**SOURCE INFORMATION**.
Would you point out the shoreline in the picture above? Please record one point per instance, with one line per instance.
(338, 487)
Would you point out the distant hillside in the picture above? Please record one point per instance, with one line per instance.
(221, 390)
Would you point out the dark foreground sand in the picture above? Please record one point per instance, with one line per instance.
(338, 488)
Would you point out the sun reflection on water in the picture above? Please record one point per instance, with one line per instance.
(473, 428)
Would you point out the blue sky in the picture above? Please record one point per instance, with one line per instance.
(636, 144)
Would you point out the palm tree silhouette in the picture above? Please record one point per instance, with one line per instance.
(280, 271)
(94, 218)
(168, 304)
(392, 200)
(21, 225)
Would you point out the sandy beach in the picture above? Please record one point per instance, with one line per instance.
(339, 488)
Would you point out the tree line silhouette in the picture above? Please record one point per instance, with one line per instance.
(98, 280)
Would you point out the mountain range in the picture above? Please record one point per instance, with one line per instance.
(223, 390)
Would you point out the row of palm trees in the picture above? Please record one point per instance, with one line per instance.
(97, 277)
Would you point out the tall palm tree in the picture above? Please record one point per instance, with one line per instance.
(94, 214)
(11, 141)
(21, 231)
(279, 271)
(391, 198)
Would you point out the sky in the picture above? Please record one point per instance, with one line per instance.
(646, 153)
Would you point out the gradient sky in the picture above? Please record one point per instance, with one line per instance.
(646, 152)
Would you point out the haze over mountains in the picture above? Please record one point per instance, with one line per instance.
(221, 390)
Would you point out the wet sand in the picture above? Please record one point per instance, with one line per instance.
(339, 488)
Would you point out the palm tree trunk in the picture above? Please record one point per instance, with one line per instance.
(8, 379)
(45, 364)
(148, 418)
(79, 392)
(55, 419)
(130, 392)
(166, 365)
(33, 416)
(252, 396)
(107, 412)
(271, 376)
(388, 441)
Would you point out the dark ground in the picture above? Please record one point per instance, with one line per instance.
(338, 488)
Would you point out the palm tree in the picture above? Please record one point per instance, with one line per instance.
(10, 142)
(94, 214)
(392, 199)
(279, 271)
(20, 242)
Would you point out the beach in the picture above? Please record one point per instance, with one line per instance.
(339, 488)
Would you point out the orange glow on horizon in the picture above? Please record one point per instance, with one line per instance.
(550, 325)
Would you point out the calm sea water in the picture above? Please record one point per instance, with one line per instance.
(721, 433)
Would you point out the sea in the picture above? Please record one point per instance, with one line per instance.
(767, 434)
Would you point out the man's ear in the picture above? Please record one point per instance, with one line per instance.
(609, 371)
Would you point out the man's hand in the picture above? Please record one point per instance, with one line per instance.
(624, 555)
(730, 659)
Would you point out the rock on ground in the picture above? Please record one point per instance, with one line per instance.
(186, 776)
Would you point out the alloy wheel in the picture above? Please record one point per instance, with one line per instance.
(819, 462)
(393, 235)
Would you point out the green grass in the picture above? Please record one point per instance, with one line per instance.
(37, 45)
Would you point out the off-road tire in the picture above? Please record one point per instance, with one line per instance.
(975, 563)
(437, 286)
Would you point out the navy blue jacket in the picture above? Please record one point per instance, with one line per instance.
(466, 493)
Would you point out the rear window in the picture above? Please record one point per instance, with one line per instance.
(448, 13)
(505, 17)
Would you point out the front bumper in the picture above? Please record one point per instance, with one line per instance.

**REQUIRED ACTION**. Reproduce the full block of data exactly, omitting nothing.

**SOLUTION**.
Would you point out the shoreline in the picture above? Please record one point per instance, with one line per instance.
(338, 487)
Would you point out the distant hillside in the picture above? Please record one point per instance, with one line per instance.
(221, 390)
Would you point out the dark foreground sand in the picture above? Please record one point per instance, with one line per instance.
(338, 488)
Would you point out the sun reflection on water in the picture above? Please record one point per instance, with one line per instance.
(473, 428)
Would you point out the blue sky in the picture above? Please record one point per instance, with one line per instance.
(636, 144)
Would you point out the palm tree silhouette in the picture above? Please record one point per instance, with one line per instance.
(280, 271)
(94, 218)
(168, 304)
(392, 200)
(21, 225)
Would you point out the sandy beach in the picture above? Please record one point per instance, with one line per instance.
(339, 488)
Would you point out the tree line silhouette in the picture above? Please record one point per instance, with one line per instance.
(98, 280)
Would you point out the mountain range in the picture above? Please record one point per instance, with one line per instance.
(223, 390)
Would you point out the row of palm trees in the picture above? Please record one point per instance, with one line per instance.
(97, 277)
Would you point out the tall palm tree in the picture above? Please record one point per instance, with one line per instance.
(94, 214)
(11, 141)
(21, 231)
(279, 271)
(391, 198)
Would you point out the sky in the picture above? Please record one point per instance, with one line per instance.
(646, 153)
Would you point out the gradient sky in the picture above? Please record one point per instance, with one line per instance.
(646, 152)
Would you point out the haze over mountains in the picture above? Please record one point per instance, with one line per instance.
(221, 390)
Would you point out the wet sand in the picture above? Please record one point per instance, with one line per instance.
(339, 488)
Would you point out the palm tree trunk in the picture above? Please record one point per instance, with one line per instance.
(8, 379)
(45, 364)
(148, 418)
(79, 392)
(55, 419)
(130, 392)
(166, 365)
(33, 416)
(252, 396)
(107, 412)
(271, 376)
(388, 441)
Would you point out the dark ground in the picture above? Please record one point per instance, with one line per instance.
(338, 488)
Would you point out the palm tree in the picture above? Please record one point per instance, with one line per instance.
(10, 142)
(94, 214)
(392, 199)
(279, 271)
(20, 242)
Would you point out the beach in the picture above? Please record one point per instance, with one line per instance.
(339, 488)
Would you point out the orange glow on horizon in the picture above? Please record one point per instance, with one line per instance.
(550, 325)
Would you point out the calm sea water in the picture above? Please record one point per instance, with one line per instance.
(721, 433)
Would you point out the sea in the picture above? Please record one point per instance, with one line per instance.
(767, 434)
Would you point out the man's ear in the picture above? Please record one point per instance, with one line per instance.
(609, 371)
Would you point out the man's hand in the picture above? Please record one point per instance, with one line per instance.
(624, 555)
(730, 659)
Would you point out the rock on ground in the picture above? Please record one point per instance, with one line per instance.
(186, 776)
Would you point out the alloy wheel in the picture above? Please record one point per instance, with one line per instance.
(819, 462)
(393, 235)
Would you point out the green grass in the picture above? Please record one point per instance, with one line per instance.
(37, 45)
Would you point out the off-road tire in the picture above? Please record one point per instance, with one line per instance.
(975, 563)
(437, 286)
Would you point out the navy blue jacket in the picture above? Please record one point per instance, with one line per instance.
(466, 493)
Would you point out the rear window in the picture above? Please record one point per instance, with one line per instance.
(448, 13)
(505, 17)
Would you point out the front bumper in the picture above? Please record one point per instance, with one line per instance.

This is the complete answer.